▶ **Aim of the exercise**
Starting at the line containing "of the beige" and continuing through the end of the data, reproduce those lines with every occurrence of "beige" replaced by "tan" and nothing else changed.

+++

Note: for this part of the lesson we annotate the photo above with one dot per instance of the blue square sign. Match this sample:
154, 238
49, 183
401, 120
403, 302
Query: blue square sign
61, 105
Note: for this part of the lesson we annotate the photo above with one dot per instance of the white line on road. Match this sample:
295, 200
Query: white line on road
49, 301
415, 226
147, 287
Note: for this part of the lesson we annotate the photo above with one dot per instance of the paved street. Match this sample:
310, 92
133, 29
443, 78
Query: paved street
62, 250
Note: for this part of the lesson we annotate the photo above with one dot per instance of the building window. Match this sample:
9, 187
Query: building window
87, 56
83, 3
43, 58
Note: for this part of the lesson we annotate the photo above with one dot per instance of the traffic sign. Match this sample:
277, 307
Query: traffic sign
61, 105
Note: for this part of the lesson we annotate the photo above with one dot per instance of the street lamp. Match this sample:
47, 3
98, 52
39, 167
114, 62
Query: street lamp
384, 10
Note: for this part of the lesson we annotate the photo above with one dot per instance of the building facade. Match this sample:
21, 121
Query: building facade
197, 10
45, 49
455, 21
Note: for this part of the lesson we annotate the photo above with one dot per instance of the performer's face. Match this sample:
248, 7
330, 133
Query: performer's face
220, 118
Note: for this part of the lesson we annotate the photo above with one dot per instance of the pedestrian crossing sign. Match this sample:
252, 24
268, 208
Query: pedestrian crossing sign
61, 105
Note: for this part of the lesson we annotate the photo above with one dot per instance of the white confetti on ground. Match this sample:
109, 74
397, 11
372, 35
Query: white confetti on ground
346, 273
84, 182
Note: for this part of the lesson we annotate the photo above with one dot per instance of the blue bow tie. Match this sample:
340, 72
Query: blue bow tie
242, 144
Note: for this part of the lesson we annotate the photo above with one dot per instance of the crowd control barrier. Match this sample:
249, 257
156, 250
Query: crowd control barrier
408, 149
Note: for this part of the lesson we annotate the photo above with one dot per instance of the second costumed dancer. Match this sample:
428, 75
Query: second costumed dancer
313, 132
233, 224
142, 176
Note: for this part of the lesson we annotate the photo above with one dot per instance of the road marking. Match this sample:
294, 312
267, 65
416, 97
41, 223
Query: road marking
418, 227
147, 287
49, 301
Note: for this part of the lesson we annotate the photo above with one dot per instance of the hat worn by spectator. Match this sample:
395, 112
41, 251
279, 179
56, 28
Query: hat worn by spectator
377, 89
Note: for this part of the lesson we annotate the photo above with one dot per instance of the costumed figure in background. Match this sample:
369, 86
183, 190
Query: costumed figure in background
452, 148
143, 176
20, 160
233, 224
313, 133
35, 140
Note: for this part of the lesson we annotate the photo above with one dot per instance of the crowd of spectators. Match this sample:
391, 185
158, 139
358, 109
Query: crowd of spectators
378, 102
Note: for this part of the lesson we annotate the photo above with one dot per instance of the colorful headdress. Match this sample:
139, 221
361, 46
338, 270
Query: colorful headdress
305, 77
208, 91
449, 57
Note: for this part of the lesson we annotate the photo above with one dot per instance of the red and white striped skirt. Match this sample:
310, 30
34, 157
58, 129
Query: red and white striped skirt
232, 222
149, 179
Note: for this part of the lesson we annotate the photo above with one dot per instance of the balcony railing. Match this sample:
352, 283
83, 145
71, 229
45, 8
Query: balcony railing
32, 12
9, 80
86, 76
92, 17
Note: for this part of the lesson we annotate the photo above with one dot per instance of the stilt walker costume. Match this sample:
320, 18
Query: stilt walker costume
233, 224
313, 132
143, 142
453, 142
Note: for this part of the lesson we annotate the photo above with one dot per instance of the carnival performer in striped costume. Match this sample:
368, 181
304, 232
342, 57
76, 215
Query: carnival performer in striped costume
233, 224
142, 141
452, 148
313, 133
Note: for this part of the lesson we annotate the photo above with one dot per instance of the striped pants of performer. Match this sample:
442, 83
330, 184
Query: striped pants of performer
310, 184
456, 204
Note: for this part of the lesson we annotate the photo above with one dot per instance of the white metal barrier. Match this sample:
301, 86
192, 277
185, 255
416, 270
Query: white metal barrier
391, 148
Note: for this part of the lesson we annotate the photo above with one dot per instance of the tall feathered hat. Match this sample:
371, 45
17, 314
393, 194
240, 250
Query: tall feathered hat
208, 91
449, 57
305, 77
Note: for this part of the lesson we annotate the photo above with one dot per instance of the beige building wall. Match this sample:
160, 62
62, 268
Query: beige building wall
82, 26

+++

▶ **Response for this exercise**
Note: for this part of the lesson we annotate the photo above with one dot per instance of the tan building wall. Match this sample:
160, 62
62, 268
Query: tan building wall
82, 26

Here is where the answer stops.